• [Exercise instructions]
[a] Answer these questions using the financial report excerpt. Put each answer on its own line, marked the same way.
(i) McKesson is the primary wholesaler to which company?
(ii) About how much cash did the Company (excluding Marquest) use for operating activities in the first six months of fiscal 1996?
(iii) Which contract led Custom Medical to make significant inventory purchases during the first half of fiscal 1995?
[b] For each statement, say whether it agrees with the financial report excerpt. Answer yes or no, and quote the words that decide it.
(i) Record first-quarter sales of certain over-the-counter products boosted second-quarter sales of the same products.
(ii) The figures for the Company's cash used for operating activities leave out Marquest.
(iii) The sales level Custom Medical expected under the Cordis contract was reached.
[c] Continue the financial report excerpt from the point where it stops.

• [Text excerpt]
The record level of sales of certain over-the-counter products achieved
during the first quarter of fiscal 1996 negatively affected the level of
sales of the same products during the second quarter of fiscal 1996. The
sales growth during the first quarter of fiscal 1996 was due to an increase
in sales to McKesson Drug Co. ("McKesson"), the primary wholesaler to
Wal-Mart.
LIQUIDITY AND CAPITAL RESOURCES
THE COMPANY
CASH USED BY OPERATIONS.
The Company's (excluding Marquest) cash used for operating activities
decreased to approximately $353,000 for the first six months of fiscal 1996
from approximately $2,801,000 during the same period of fiscal 1995. The
decrease in use of operating cash is primarily attributable to Custom
Medical's improved working capital management. During the first half of
fiscal 1995, Custom Medical made significant inventory purchases in
anticipation of projected sales increases under the Cordis contract. The
anticipated level of sales did not materialize and an effort was made to
reduce inventory levels in fiscal 1995 and continued through the first half
of fiscal 1996. Custom Medical also improved its collection of accounts
receivable during the six months ended September 30, 1995 compared to the
same period in fiscal 1995, primarily due to improved collection of amounts
owed by Cordis.

• [Available data]
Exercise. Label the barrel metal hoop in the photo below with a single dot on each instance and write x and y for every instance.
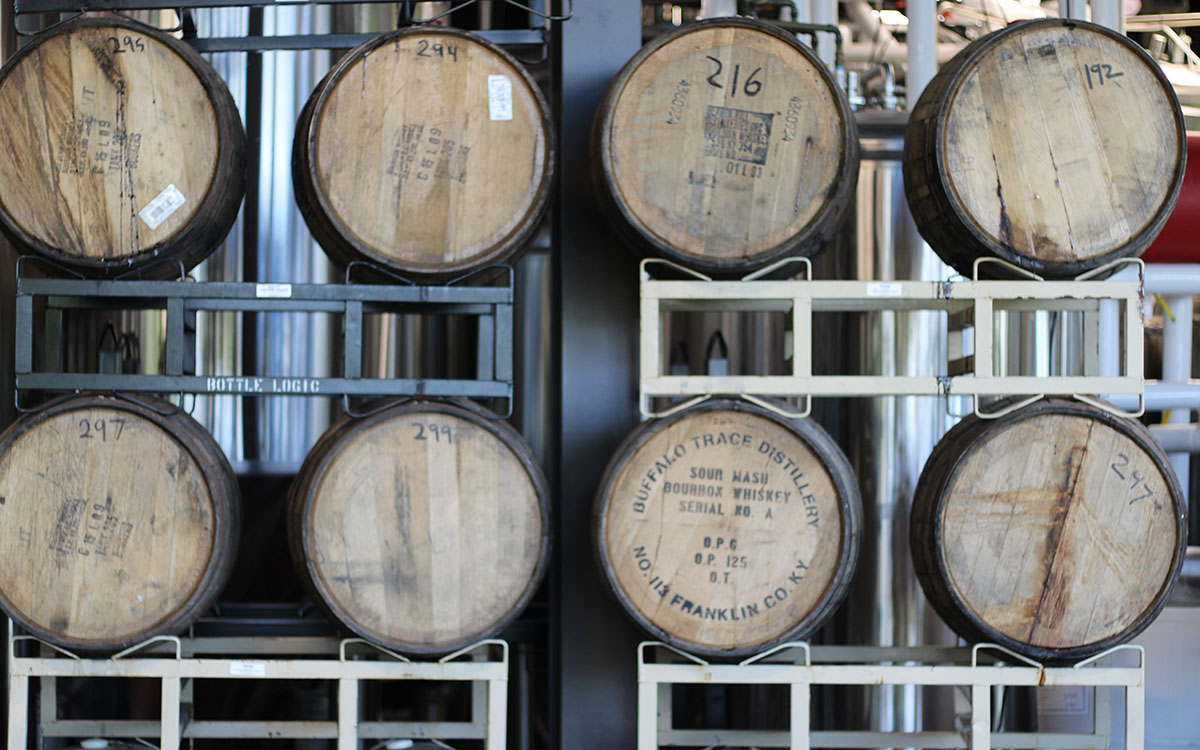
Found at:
(22, 261)
(469, 406)
(504, 267)
(160, 261)
(377, 268)
(647, 645)
(778, 409)
(1111, 409)
(679, 407)
(996, 647)
(405, 12)
(477, 646)
(647, 262)
(28, 33)
(801, 645)
(1108, 652)
(1013, 407)
(357, 414)
(12, 647)
(177, 407)
(345, 642)
(779, 264)
(1003, 264)
(150, 641)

• [Task-by-task answers]
[a]
(i) Wal-Mart
(ii) Approximately $353,000
(iii) The Cordis contract

[b]
(i) No: "negatively affected the level of sales of the same products during the second quarter of fiscal 1996"
(ii) Yes: "The Company's (excluding Marquest) cash used for operating activities"
(iii) No: "The anticipated level of sales did not materialize"

[c]
The Company's decision to cease further independent drug design efforts and
concentrate on contract research and development at Biofor should improve
operating cash flow requirements in future periods. Prior to this decision,
Biofor required approximately $175,000 cash per month.
11
<PAGE>
CASH FLOWS FROM FINANCING AND INVESTING ACTIVITIES.
Prior to fiscal 1996, Scherer Scientific, Ltd., Scherer Capital L.L.C., and
RPS Investments, Ltd. made loans (the "Affiliate Loans") to the Company and
its subsidiaries the proceeds of which were used primarily for working
capital and business acquisitions.
The Affiliate Loans are payable on demand and bear interest at rates ranging
from prime rate plus .5% to prime rate plus 2%. At September 30, 1995,
approximately $7,221,000 in Affiliate Loans were payable by the Company and
its subsidiaries.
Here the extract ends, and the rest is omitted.